>>>>>

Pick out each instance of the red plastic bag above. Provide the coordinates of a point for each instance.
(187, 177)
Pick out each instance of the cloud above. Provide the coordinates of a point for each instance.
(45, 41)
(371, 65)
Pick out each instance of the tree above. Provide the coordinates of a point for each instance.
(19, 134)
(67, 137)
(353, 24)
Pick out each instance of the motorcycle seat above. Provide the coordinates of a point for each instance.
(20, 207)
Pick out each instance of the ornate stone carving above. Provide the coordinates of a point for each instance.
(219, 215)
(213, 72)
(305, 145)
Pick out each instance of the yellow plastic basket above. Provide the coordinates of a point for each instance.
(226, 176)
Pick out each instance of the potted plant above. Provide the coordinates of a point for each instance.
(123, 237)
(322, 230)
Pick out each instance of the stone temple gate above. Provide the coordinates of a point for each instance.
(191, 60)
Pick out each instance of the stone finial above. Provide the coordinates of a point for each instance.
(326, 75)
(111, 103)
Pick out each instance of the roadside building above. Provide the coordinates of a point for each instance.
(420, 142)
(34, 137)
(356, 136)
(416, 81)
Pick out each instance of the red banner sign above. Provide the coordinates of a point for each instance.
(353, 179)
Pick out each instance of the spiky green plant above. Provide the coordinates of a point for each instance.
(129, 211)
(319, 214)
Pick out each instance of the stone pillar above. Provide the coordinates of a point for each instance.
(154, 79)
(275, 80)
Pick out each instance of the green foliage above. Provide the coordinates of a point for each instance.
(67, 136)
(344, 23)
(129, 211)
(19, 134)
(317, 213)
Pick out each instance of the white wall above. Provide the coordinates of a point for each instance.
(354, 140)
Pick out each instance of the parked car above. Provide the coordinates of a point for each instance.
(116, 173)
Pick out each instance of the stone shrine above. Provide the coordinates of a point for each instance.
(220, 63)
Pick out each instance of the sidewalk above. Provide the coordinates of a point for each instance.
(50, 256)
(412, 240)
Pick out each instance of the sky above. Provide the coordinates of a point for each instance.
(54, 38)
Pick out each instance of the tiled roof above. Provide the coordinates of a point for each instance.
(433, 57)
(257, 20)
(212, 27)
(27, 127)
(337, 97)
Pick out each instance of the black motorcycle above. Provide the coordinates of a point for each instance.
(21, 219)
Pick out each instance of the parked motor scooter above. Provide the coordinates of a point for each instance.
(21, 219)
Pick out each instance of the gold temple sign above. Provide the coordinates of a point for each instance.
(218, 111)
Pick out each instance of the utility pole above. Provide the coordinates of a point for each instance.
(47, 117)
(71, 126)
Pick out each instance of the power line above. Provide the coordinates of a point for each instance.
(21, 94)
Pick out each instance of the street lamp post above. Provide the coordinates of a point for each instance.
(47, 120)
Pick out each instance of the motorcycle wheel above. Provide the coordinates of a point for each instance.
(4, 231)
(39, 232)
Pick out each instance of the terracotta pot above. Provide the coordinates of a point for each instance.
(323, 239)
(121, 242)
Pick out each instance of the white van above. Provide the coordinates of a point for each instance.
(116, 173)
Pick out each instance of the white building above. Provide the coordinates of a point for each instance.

<<<<<

**What you have to do**
Exactly reproduce every line of the records.

**Task response**
Pick out each instance of the red plastic bag above. Provide the coordinates of a point for each instance.
(187, 177)
Pick out each instance of the cloud above. Provide the coordinates of a point for each instance.
(45, 41)
(371, 65)
Pick out each instance of the tree above. Provide the coordinates of a point for each instance.
(19, 134)
(67, 137)
(353, 24)
Pick out each instance of the motorcycle seat above. Provide the coordinates of a point for each instance.
(20, 207)
Pick out each instance of the ornate stone carving above. Provide the coordinates of a point for each instance.
(219, 215)
(213, 72)
(305, 145)
Pick out each instance of the yellow plastic basket above. Provide the coordinates of a point for each instance.
(226, 176)
Pick out each instance of the potted plant above. Provide the coordinates of a point for each instance.
(123, 237)
(322, 230)
Pick out each instance of the stone temple gate above. Provide the coordinates of a point for each instance.
(191, 60)
Pick out each instance of the stone finial above. Provide the coordinates of a point for each instance.
(326, 75)
(111, 103)
Pick out each instance of the roadside building above. Provide the coordinates of a point for each instance.
(420, 142)
(34, 137)
(356, 136)
(416, 81)
Pick out each instance of the red banner sign above. Provide the coordinates of a point for each instance.
(353, 179)
Pick out each instance of the spiky green plant above. Provide the coordinates of a point for each instance.
(129, 211)
(319, 214)
Pick out each instance of the stone pillar above. Provide the coordinates of a point for each instance.
(154, 79)
(275, 80)
Pick out each instance of the green foliage above. Provide the coordinates of a point for each instance.
(67, 136)
(344, 23)
(129, 211)
(19, 134)
(317, 213)
Pick out each instance of the white wall above. Provide the coordinates of a point for each instance.
(354, 140)
Pick out each instance of the parked car above. Provide the coordinates of a point for each instance.
(116, 173)
Pick out each instance of the stone shrine above. Provide the coordinates of a point for each instance.
(220, 63)
Pick out each instance of the sidewalk above. Provide the coordinates of a point for each instance.
(50, 256)
(412, 240)
Pick out each instance of the sky above. Provide the coordinates of a point for each instance.
(54, 38)
Pick out each instance of the tiled roof above. Provide the coordinates of a point for each instance.
(433, 57)
(257, 20)
(212, 27)
(27, 127)
(337, 97)
Pick out each instance of the black motorcycle above. Provide the coordinates of a point for each instance.
(21, 219)
Pick out each instance of the parked motor scooter above. Provide the coordinates of a point for each instance.
(21, 219)
Pick out each instance of the gold temple sign above. Provide the coordinates of a point for each instance.
(218, 111)
Pick out each instance of the utility pole above. Provide the coordinates of a point for each instance.
(47, 117)
(71, 126)
Pick out each instance of the power line above. Provide the coordinates of a point for each instance.
(21, 94)
Pick out each instance of the street lamp post above. Provide the coordinates of a point for each instance.
(47, 120)
Pick out each instance of the motorcycle wheel above. Provide the coordinates of a point for each instance.
(4, 231)
(39, 232)
Pick out each instance of the terracotta pot above. Provide the coordinates of a point for each instance.
(323, 239)
(121, 242)
Pick out each instance of the white van above. Provide the coordinates of a point for each instance.
(116, 173)
Pick out each instance of the white building above. Provide the coordinates of a point for each instance.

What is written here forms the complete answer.